**Excerpted text**:
____________________
Experiment - 6
Name: Ansari Mohammed Shanouf Valijan
Class: B.E. Computer Engineering, Semester - VII
UID: 2021300004
Batch: M
Aim:
To implement K-means Clustering for a particular dataset using R programming.
Objectives:
▪ To understand the basics of R programming and RStudio IDE.
▪ To use K-means clustering on a heart-disease dataset for better distinction among
groups/levels of severity of the disease.
▪ To visualize and interpret the clusters formed.
Outcomes:
▪ Familiarization with R programming as a tool to perform statistical analysis.
▪ Proper interpretation of the results.
Theory:
R programming is a powerful language widely used for statistical computing and data analysis.
It offers a vast array of packages and built-in functions that make it particularly suitable for
tasks involving data manipulation, visualization, and modeling. Among its many applications,
R excels in clustering analysis, which is crucial for uncovering patterns within datasets. One
popular clustering technique is K-means clustering, a method that partitions data into distinct
groups based on feature similarity.
K-means clustering in R can be easily implemented using the kmeans() function, which
requires the dataset and the number of clusters as input. The function works by iteratively
assigning data points to the nearest cluster centroid and updating the centroids based on
these assignments. This process continues until the centroids stabilize, resulting in optimal
cluster formation. R also provides the factoextra package, which offers additional tools for
visualizing clustering results, such as silhouette plots and cluster plots, enhancing
interpretability.
In practice, using K-means clustering in R involves several key steps. First, data must be pre-
processed, which may include handling missing values, standardizing features, and selecting
relevant variables. Once the data is ready, the kmeans() function can be executed, allowing
the user to specify the desired number of clusters. It is common to use techniques such as
the elbow method to determine the optimal number of clusters, where the within-cluster
sum of squares is plotted against different values of K.
After fitting the K-means model, R provides various methods for analyzing and interpreting
the results. The final cluster assignments can be added back to the original dataset for further
analysis. Visualization tools, such as scatter plots with cluster color coding, help in
understanding the distribution of data points across clusters. R's rich ecosystem of libraries
and functions not only simplifies the clustering process but also empowers users to derive
meaningful insights from complex data.
Dataset Description:
For the purpose of experimenting with K-means, heart-disease dataset from Kaggle was
utilized.
____________________
**Dataset section**:
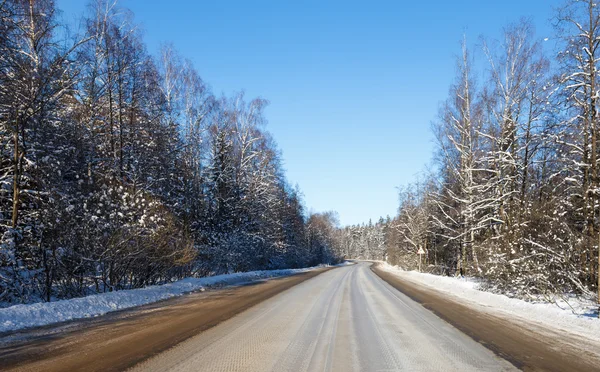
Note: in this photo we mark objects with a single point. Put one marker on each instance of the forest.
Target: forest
(513, 194)
(120, 169)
____________________
**Your tasks**:
A) In the K-means clustering lab report, which R package is named as offering extra tools for visualizing clustering results?
B) Continue the K-means clustering lab report from the point where it stops.
The material is not needed for this work.

**Activity answers**:
A) The factoextra package.

B)
It consists of the records of various patients suffering from heart diseases. Features like Age,
Sex, Chest pain type, blood pressure, serum cholesterol, fasting blood sugar, etc are included
in the data. The aim of using k-means clustering, here, is to try to group the patients in
specific levels of risk factor based on all the features available.
Implementation:
Following is a step-by-step implementation that was carried out in R-Studio, using R
programming-
Importing the required libraries and the dataset
Viewing the data at a glance to get information about different types of variables used
Performing data imputation to handle missing values (Median for numerical columns and
Mode for categorical columns)
Encoding the categorical columns and scaling the dataset
Viewing the dataset summary
Viewing the scaled dataset
Visualizing age distribution, cholesterol levels and chest pain types to better understand the
further resulting clusters
Using the Elbow method to determine the optimum number of clusters based on within-
cluster sum of squares parameter
Performing final k-means using k as 3 (obtained from above graph) and segregating the
patients in different risk groups based on cholesterol and age
Cluster projections as obtained (Considering cholesterol and age as the major components)
Conclusion:
By performing this experiment, I was able to get familiar with R programming. Further I was
able to write a program in R through R studio that performs k-means clustering on a dataset
consisting of records of patients suffering from heart diseases. While finding optimum
number of clusters, the elbow method showed no significant improvement after k was 3. The
resulting clusters, when projected on the XY plane, considering cholesterol and age as the
major components, show a good amount of separation. This, thus, hints at 3 classes of risks
involved among heart patients which one may understand as mild, at par and severe.